Exercise goal
Copy the lines below word for word, beginning at the first line of the items and stopping after the line that contains "pixel 347 194".

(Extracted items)
◇ ◇ ◇ ◇ ◇

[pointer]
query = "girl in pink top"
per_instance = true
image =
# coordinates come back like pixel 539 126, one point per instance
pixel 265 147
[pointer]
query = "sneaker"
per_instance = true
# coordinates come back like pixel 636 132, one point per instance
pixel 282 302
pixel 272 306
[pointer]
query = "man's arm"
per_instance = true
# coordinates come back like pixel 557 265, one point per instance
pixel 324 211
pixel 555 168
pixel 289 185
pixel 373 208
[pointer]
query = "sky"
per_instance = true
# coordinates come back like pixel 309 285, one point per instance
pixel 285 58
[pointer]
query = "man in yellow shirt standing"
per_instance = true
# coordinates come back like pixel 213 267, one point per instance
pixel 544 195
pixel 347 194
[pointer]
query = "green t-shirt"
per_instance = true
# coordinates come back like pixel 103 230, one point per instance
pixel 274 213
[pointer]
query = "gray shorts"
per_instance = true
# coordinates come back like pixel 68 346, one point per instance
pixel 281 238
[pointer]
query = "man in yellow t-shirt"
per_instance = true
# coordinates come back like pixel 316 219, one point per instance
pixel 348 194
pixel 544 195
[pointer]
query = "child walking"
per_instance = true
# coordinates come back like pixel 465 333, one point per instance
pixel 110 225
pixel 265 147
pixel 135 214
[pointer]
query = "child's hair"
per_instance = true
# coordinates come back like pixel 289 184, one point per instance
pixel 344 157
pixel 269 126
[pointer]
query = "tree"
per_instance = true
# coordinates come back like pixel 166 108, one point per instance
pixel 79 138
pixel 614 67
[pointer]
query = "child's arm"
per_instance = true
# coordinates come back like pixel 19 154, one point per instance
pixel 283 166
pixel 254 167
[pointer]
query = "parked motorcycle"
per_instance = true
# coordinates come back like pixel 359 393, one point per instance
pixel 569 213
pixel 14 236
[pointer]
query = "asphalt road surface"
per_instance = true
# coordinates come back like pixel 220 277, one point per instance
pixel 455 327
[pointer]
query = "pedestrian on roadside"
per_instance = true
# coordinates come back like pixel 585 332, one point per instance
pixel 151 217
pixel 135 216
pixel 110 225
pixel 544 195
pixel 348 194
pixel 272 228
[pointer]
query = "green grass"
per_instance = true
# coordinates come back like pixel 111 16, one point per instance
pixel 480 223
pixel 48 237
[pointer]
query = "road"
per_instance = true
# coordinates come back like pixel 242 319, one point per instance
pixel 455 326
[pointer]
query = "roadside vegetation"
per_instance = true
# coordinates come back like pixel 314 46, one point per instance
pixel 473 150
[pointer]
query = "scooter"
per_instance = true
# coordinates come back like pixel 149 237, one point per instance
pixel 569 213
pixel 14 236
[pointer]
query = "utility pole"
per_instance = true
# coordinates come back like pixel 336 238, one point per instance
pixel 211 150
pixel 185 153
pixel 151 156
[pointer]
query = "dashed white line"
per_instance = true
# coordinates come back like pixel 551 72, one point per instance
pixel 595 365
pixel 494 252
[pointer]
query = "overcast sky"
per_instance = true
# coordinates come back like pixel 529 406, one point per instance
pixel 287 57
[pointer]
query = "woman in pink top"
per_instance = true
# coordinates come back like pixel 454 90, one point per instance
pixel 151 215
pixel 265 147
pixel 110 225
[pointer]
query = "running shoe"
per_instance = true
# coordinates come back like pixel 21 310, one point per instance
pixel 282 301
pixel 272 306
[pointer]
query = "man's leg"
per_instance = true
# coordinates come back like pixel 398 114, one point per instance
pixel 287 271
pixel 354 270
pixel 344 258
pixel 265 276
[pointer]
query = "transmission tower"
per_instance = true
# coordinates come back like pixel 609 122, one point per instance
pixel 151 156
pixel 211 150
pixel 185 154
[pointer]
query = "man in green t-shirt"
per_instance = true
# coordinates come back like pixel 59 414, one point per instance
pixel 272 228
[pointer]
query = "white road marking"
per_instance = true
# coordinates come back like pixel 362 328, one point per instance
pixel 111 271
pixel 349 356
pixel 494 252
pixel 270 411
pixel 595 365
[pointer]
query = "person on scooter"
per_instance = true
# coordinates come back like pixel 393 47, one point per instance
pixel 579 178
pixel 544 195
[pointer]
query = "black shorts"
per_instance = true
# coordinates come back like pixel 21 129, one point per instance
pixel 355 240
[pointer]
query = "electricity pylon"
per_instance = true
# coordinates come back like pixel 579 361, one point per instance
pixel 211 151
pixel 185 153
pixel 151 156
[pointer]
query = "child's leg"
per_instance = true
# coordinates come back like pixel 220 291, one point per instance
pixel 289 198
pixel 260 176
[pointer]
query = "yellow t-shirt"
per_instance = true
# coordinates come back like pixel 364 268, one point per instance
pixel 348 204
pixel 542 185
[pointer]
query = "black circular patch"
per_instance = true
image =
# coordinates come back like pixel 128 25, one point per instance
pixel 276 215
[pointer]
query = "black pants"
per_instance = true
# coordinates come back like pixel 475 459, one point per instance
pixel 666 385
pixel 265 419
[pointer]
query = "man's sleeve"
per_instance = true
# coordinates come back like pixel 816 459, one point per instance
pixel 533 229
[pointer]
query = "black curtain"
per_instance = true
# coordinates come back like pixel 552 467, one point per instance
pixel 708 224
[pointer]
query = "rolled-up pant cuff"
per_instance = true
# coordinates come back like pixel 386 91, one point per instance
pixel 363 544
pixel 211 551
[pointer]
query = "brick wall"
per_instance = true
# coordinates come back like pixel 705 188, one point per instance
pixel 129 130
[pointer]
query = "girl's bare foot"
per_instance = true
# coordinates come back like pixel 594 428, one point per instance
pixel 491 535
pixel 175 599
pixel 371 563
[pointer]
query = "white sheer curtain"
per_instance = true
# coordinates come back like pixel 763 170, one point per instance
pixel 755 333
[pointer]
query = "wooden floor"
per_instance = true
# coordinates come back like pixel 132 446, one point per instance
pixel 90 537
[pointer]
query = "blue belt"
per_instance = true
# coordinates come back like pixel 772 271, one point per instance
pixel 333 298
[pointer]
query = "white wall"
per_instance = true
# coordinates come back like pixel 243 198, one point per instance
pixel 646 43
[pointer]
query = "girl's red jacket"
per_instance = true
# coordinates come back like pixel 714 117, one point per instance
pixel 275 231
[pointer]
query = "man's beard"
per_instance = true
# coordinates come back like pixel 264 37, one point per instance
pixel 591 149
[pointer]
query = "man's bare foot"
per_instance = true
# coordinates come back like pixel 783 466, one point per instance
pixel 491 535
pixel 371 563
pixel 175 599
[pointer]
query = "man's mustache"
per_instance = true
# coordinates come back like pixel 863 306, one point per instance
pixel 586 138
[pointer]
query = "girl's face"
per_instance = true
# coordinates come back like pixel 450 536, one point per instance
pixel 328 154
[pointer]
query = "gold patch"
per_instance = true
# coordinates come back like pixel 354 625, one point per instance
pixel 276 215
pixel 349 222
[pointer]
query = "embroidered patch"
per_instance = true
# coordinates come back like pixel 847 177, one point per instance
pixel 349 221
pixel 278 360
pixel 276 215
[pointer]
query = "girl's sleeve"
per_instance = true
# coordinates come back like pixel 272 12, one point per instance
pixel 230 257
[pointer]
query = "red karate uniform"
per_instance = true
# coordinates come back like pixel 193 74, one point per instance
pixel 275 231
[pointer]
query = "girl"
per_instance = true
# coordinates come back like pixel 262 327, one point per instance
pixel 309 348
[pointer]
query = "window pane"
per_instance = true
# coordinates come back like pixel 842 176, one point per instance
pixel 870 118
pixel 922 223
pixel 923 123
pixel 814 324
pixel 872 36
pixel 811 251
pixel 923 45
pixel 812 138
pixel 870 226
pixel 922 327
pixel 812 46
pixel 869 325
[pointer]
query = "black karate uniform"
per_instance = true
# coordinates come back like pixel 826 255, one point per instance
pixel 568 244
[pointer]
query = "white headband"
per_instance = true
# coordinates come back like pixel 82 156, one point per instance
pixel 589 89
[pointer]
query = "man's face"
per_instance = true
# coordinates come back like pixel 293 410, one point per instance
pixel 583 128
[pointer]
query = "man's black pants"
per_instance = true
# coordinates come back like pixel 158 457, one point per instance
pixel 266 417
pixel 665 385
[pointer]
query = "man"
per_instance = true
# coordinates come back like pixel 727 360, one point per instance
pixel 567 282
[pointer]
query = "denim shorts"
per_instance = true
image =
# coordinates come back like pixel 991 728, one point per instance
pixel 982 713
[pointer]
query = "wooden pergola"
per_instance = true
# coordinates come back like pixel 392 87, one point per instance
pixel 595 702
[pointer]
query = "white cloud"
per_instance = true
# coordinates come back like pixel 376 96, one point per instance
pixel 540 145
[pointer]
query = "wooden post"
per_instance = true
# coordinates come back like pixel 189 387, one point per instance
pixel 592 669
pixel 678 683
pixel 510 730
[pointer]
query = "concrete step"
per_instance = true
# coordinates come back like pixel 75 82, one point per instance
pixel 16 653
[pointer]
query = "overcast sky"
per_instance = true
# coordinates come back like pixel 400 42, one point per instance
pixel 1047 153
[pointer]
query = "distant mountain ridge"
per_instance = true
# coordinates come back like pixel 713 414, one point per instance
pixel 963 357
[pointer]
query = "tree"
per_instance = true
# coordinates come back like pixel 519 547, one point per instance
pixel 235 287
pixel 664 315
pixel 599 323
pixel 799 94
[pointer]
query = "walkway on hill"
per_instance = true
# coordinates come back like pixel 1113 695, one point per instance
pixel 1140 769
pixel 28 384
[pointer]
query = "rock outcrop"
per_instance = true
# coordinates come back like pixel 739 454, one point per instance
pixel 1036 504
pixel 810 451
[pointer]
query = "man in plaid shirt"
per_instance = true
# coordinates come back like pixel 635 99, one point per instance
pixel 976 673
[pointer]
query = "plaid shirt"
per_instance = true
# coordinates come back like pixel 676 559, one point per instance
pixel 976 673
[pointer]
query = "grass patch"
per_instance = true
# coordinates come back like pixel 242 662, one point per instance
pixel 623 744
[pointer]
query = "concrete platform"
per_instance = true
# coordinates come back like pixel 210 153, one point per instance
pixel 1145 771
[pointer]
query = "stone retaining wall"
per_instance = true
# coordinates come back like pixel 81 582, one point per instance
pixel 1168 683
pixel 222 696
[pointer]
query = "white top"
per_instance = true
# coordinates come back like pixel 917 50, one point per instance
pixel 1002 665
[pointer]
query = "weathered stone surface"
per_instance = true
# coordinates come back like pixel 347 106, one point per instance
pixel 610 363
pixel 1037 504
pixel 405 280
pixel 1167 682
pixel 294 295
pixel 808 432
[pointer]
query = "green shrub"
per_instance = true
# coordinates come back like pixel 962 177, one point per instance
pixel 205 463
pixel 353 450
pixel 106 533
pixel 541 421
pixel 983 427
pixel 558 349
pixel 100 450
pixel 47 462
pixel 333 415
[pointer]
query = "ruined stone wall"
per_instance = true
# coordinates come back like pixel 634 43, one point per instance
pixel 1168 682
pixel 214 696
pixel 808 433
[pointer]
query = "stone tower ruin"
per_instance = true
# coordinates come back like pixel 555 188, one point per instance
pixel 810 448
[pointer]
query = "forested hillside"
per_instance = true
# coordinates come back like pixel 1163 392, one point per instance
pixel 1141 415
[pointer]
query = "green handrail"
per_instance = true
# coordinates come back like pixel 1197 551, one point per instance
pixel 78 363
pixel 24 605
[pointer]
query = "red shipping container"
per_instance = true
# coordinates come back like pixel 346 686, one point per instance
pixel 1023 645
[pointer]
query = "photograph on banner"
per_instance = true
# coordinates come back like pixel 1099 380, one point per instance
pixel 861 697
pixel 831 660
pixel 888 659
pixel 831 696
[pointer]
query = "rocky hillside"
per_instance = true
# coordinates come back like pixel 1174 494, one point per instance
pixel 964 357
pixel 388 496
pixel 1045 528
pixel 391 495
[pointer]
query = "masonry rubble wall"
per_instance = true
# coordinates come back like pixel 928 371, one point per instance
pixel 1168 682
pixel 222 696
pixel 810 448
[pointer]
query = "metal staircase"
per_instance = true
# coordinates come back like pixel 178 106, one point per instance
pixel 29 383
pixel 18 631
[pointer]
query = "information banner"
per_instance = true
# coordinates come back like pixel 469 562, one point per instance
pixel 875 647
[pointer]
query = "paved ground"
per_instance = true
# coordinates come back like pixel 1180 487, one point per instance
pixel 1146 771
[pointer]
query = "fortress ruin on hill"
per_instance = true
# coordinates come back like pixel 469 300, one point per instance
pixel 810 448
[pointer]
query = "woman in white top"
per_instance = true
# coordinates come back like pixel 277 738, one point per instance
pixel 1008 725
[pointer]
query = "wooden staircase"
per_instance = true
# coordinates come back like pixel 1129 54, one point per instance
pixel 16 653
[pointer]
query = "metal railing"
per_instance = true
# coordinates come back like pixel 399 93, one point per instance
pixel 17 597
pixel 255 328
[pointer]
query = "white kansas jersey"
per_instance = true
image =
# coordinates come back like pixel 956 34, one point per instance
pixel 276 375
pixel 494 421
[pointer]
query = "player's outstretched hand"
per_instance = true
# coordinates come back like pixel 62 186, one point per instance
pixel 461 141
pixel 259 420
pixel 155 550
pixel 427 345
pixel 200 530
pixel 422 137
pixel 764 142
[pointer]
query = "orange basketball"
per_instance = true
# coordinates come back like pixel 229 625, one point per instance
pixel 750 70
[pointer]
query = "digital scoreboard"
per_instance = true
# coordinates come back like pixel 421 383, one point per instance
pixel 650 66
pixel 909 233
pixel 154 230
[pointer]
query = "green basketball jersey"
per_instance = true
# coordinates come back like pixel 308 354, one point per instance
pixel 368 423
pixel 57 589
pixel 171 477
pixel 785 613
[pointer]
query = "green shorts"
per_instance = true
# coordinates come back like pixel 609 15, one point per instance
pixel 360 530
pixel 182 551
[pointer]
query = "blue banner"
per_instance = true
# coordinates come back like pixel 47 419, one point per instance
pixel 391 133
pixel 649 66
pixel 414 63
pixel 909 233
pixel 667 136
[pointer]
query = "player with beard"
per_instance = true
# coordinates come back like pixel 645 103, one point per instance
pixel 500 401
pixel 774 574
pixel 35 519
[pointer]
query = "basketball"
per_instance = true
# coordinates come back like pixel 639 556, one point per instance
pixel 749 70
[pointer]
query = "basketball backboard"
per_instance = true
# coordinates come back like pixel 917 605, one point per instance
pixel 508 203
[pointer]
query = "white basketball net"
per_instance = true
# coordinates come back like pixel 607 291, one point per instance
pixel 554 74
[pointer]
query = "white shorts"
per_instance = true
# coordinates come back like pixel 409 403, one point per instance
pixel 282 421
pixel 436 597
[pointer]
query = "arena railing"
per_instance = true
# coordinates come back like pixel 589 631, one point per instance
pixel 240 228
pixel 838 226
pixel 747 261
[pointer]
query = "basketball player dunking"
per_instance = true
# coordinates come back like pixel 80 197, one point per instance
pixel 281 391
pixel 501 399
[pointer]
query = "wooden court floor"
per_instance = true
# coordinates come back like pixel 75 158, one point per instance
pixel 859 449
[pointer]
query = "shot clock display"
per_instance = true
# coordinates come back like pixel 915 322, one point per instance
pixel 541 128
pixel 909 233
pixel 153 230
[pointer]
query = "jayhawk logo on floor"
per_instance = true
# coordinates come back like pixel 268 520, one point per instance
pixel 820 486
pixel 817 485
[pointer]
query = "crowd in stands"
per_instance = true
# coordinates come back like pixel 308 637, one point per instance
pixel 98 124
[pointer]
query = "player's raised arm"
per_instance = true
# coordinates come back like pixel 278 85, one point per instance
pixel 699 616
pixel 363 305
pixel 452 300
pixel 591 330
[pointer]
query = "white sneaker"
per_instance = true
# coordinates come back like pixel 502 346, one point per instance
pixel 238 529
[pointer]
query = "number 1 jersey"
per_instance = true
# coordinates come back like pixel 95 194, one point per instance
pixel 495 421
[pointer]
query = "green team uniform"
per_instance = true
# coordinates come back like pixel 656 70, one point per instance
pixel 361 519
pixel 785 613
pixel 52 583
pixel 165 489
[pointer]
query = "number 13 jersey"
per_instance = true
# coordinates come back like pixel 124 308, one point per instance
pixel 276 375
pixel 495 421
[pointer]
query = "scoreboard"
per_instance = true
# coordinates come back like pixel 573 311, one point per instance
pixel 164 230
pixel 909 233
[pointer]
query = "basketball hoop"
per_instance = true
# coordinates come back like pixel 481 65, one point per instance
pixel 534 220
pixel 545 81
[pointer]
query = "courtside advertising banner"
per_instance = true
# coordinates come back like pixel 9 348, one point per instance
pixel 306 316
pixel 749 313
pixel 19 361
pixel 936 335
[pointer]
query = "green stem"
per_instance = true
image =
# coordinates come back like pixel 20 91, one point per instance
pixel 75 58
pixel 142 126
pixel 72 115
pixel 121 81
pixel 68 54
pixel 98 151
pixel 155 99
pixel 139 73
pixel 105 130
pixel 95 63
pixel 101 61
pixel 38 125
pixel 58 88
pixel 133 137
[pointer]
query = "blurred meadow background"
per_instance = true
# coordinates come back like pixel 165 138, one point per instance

◇ ◇ ◇ ◇ ◇

Solution to this problem
[pointer]
query = "girl in pink top"
per_instance = true
image =
# coordinates come back like pixel 539 126, one point per instance
pixel 265 147
[pointer]
query = "sneaker"
per_instance = true
# coordinates come back like pixel 636 132, one point per instance
pixel 282 302
pixel 272 306
[pointer]
query = "man's arm"
per_instance = true
# coordinates come back like pixel 557 265, one point per instance
pixel 324 211
pixel 555 168
pixel 289 185
pixel 373 208
[pointer]
query = "sky"
per_instance = true
# coordinates come back like pixel 309 285, one point per instance
pixel 285 58
[pointer]
query = "man in yellow shirt standing"
per_instance = true
# coordinates come back like pixel 213 267, one point per instance
pixel 544 195
pixel 347 194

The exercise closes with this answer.